[Annotated coordinate items]

========================================

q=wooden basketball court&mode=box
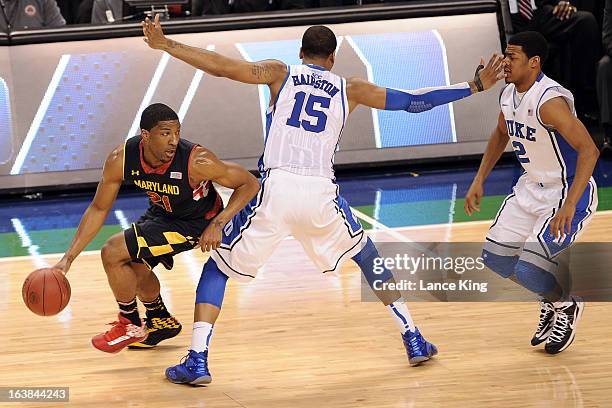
[0,213,612,408]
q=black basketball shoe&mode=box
[531,299,555,346]
[544,296,584,354]
[128,316,183,349]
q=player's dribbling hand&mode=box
[142,14,168,50]
[463,182,484,217]
[52,257,70,275]
[476,54,504,90]
[550,202,576,239]
[199,219,225,252]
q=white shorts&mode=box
[484,174,597,271]
[211,170,366,281]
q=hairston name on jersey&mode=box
[291,74,340,98]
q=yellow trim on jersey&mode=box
[164,231,191,244]
[132,223,149,259]
[121,139,128,181]
[149,244,174,256]
[141,258,153,271]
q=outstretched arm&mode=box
[539,97,599,237]
[189,147,259,252]
[54,145,123,274]
[346,54,503,113]
[142,14,287,87]
[463,111,510,216]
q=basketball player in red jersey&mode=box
[49,103,259,353]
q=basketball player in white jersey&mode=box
[143,12,503,384]
[465,31,599,354]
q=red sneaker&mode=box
[91,313,149,353]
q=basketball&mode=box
[21,268,70,316]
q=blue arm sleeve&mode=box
[385,82,472,113]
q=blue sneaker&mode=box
[166,350,212,385]
[402,327,438,366]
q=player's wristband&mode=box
[474,64,484,92]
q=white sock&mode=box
[191,322,213,353]
[387,299,415,334]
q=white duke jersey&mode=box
[259,65,349,179]
[499,73,578,185]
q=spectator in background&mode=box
[508,0,600,122]
[597,0,612,149]
[0,0,66,32]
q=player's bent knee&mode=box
[352,238,393,289]
[100,234,131,264]
[515,260,557,295]
[196,259,227,309]
[482,249,518,278]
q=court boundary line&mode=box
[0,207,612,263]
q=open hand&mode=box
[199,219,225,252]
[142,14,168,50]
[474,54,504,90]
[550,203,576,238]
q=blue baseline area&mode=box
[5,160,612,233]
[20,52,129,174]
[351,31,454,147]
[0,194,148,233]
[374,183,455,228]
[0,78,13,164]
[240,40,302,114]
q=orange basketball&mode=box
[21,268,70,316]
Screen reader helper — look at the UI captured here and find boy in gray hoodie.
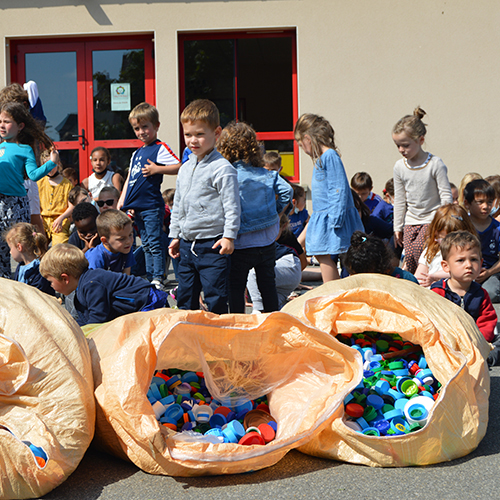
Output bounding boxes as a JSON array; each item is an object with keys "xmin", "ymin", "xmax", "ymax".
[{"xmin": 169, "ymin": 99, "xmax": 241, "ymax": 314}]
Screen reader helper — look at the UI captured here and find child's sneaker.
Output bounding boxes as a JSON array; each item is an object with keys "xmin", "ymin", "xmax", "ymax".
[{"xmin": 151, "ymin": 280, "xmax": 167, "ymax": 292}]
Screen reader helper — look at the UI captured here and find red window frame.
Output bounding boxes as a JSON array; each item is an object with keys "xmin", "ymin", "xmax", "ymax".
[
  {"xmin": 178, "ymin": 29, "xmax": 300, "ymax": 182},
  {"xmin": 10, "ymin": 34, "xmax": 156, "ymax": 180}
]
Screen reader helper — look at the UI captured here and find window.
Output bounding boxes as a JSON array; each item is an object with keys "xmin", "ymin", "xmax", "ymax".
[{"xmin": 179, "ymin": 30, "xmax": 299, "ymax": 182}]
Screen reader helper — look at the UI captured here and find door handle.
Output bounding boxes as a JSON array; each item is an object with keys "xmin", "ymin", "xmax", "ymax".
[{"xmin": 71, "ymin": 128, "xmax": 86, "ymax": 151}]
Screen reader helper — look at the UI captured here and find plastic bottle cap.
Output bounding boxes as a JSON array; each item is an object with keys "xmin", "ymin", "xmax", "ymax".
[
  {"xmin": 345, "ymin": 403, "xmax": 365, "ymax": 418},
  {"xmin": 259, "ymin": 424, "xmax": 276, "ymax": 443},
  {"xmin": 238, "ymin": 432, "xmax": 266, "ymax": 446}
]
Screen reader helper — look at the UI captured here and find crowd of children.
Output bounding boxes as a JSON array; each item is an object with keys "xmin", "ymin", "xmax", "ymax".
[{"xmin": 0, "ymin": 85, "xmax": 500, "ymax": 364}]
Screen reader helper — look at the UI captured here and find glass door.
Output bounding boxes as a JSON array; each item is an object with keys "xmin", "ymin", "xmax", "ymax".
[{"xmin": 11, "ymin": 36, "xmax": 155, "ymax": 180}]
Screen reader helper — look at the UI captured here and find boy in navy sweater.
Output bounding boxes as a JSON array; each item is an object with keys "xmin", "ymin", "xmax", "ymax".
[
  {"xmin": 118, "ymin": 102, "xmax": 181, "ymax": 289},
  {"xmin": 431, "ymin": 231, "xmax": 497, "ymax": 342},
  {"xmin": 40, "ymin": 243, "xmax": 168, "ymax": 326}
]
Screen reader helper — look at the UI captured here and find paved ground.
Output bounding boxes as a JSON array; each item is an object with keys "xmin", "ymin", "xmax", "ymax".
[{"xmin": 38, "ymin": 270, "xmax": 500, "ymax": 500}]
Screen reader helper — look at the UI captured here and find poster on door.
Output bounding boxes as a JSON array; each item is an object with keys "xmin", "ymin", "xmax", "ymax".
[{"xmin": 111, "ymin": 83, "xmax": 130, "ymax": 111}]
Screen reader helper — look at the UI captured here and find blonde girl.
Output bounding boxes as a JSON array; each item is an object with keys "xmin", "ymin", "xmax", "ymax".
[
  {"xmin": 0, "ymin": 97, "xmax": 59, "ymax": 278},
  {"xmin": 392, "ymin": 107, "xmax": 453, "ymax": 273},
  {"xmin": 415, "ymin": 203, "xmax": 477, "ymax": 288},
  {"xmin": 3, "ymin": 222, "xmax": 55, "ymax": 295},
  {"xmin": 82, "ymin": 146, "xmax": 123, "ymax": 200},
  {"xmin": 294, "ymin": 113, "xmax": 363, "ymax": 282}
]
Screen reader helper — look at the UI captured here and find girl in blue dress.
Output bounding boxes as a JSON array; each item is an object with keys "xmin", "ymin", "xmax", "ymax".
[{"xmin": 294, "ymin": 113, "xmax": 363, "ymax": 282}]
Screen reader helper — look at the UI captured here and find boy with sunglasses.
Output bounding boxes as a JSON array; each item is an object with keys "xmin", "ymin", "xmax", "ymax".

========================================

Reproduce all of the items above line for line, keeping every character unchanged. Leave out the pictures.

q=wooden basketball court&mode=box
[0,213,612,408]
q=black basketball shoe&mode=box
[531,299,555,346]
[544,296,584,354]
[128,316,183,349]
q=player's dribbling hand&mode=box
[142,14,168,50]
[463,182,484,217]
[52,257,70,275]
[476,54,504,90]
[550,202,576,239]
[199,219,225,252]
q=white shorts&mode=box
[484,174,597,271]
[211,170,366,281]
q=hairston name on jersey&mode=box
[291,74,340,98]
q=yellow trim on jersey&mode=box
[164,231,191,244]
[132,223,149,259]
[121,139,128,181]
[149,244,174,256]
[141,258,153,271]
q=outstretched arm&mode=box
[539,97,599,237]
[189,147,259,252]
[54,145,123,274]
[346,54,503,113]
[142,14,287,87]
[463,111,510,216]
q=basketball player in red jersey&mode=box
[49,103,259,353]
q=basketball player in white jersey&mode=box
[143,12,503,384]
[465,31,599,354]
q=red sneaker&mode=box
[91,313,149,353]
q=basketball&mode=box
[21,268,70,316]
q=blue arm sleeve&mode=box
[385,82,472,113]
q=blue sneaker&mode=box
[166,350,212,385]
[402,327,438,366]
q=player's wristband&mode=box
[474,64,484,92]
q=white sock&mode=box
[191,322,213,353]
[387,299,415,334]
q=white duke jersey&mode=box
[259,65,349,179]
[499,73,578,185]
q=spectator in background&mode=box
[508,0,600,122]
[597,0,612,149]
[0,0,66,32]
q=player's bent knee&mode=box
[352,238,393,289]
[100,234,131,264]
[515,260,557,295]
[196,259,227,309]
[482,249,518,278]
q=court boundary line&mode=box
[0,207,612,263]
q=open hand&mode=box
[199,219,225,252]
[142,14,168,50]
[474,54,504,90]
[550,203,576,238]
q=blue baseline area&mode=box
[5,160,612,233]
[20,52,129,174]
[351,31,454,147]
[0,194,148,233]
[374,183,455,228]
[0,78,13,164]
[240,40,302,114]
q=orange basketball&mode=box
[21,268,70,316]
Screen reader helper — look at the UI captured here and find boy in gray hoodie.
Output bounding boxes as a JSON array; each item is an object with keys "xmin", "ymin", "xmax", "ymax".
[{"xmin": 169, "ymin": 99, "xmax": 241, "ymax": 314}]
Screen reader helper — look at the UI captured here and find child's sneaker.
Output bounding boxes as a JSON array; each item is an object with keys "xmin", "ymin", "xmax", "ymax".
[{"xmin": 151, "ymin": 280, "xmax": 167, "ymax": 292}]
Screen reader helper — look at the UI captured here and find red window frame.
Output bounding boxes as a JSON array; each item is an object with keys "xmin", "ymin", "xmax", "ymax".
[
  {"xmin": 178, "ymin": 29, "xmax": 300, "ymax": 182},
  {"xmin": 10, "ymin": 34, "xmax": 156, "ymax": 180}
]
Screen reader helper — look at the UI captured here and find window.
Output bounding boxes as a JSON array; each item is an object with keys "xmin", "ymin", "xmax", "ymax".
[{"xmin": 179, "ymin": 30, "xmax": 299, "ymax": 182}]
Screen reader helper — look at the UI captured here and find door handle.
Output bounding boxes as a JSON array; each item is an object with keys "xmin", "ymin", "xmax", "ymax".
[{"xmin": 71, "ymin": 128, "xmax": 86, "ymax": 151}]
Screen reader helper — look at the UI captured here and find plastic bottle cap.
Output bounding boxes as a JSON array; each item is an object with keys "xmin", "ymin", "xmax", "ymax".
[
  {"xmin": 345, "ymin": 403, "xmax": 365, "ymax": 418},
  {"xmin": 259, "ymin": 424, "xmax": 276, "ymax": 443},
  {"xmin": 238, "ymin": 432, "xmax": 266, "ymax": 446}
]
Screen reader helper — look at the UI captured here and find crowd of children.
Output bounding boxes as a JSON array; each item is an object with keys "xmin", "ymin", "xmax", "ymax".
[{"xmin": 0, "ymin": 85, "xmax": 500, "ymax": 364}]
Screen reader helper — look at the UI captured here and find glass door.
Output bounding boxes as a JSON array; each item is an object with keys "xmin", "ymin", "xmax", "ymax".
[{"xmin": 11, "ymin": 36, "xmax": 155, "ymax": 180}]
Screen reader helper — look at the UI captured here and find boy in navy sweater.
Output bounding boxes as a JSON array; each item is an object with keys "xmin", "ymin", "xmax", "ymax".
[
  {"xmin": 118, "ymin": 102, "xmax": 181, "ymax": 289},
  {"xmin": 431, "ymin": 231, "xmax": 497, "ymax": 342},
  {"xmin": 40, "ymin": 243, "xmax": 168, "ymax": 326}
]
Screen reader helper — look at the UI captured here and find paved ground.
Output bounding boxes as a JSON array; each item is an object with keys "xmin", "ymin", "xmax", "ymax".
[{"xmin": 38, "ymin": 270, "xmax": 500, "ymax": 500}]
Screen reader helper — look at the UI captured here and find poster on door.
Output bounding boxes as a JSON array; each item is an object with keys "xmin", "ymin", "xmax", "ymax".
[{"xmin": 111, "ymin": 83, "xmax": 130, "ymax": 111}]
Screen reader helper — look at the UI captured here and find blonde girl.
Output bounding boxes as a JSON array; each item is an object with keys "xmin", "ymin", "xmax", "ymax".
[
  {"xmin": 0, "ymin": 97, "xmax": 59, "ymax": 278},
  {"xmin": 392, "ymin": 107, "xmax": 453, "ymax": 273},
  {"xmin": 415, "ymin": 203, "xmax": 477, "ymax": 288},
  {"xmin": 3, "ymin": 222, "xmax": 55, "ymax": 295},
  {"xmin": 82, "ymin": 146, "xmax": 123, "ymax": 200},
  {"xmin": 294, "ymin": 113, "xmax": 363, "ymax": 282}
]
Screen reader helper — look at the UI captured here and find girl in blue dress.
Output bounding boxes as a JSON array; each item is an object with keys "xmin", "ymin", "xmax", "ymax".
[{"xmin": 294, "ymin": 113, "xmax": 363, "ymax": 282}]
Screen reader helper — look at the UI captured here and find boy with sunglasses.
Output bounding boxes as a JSON array; each item is an object with keys "xmin", "ymin", "xmax", "ymax".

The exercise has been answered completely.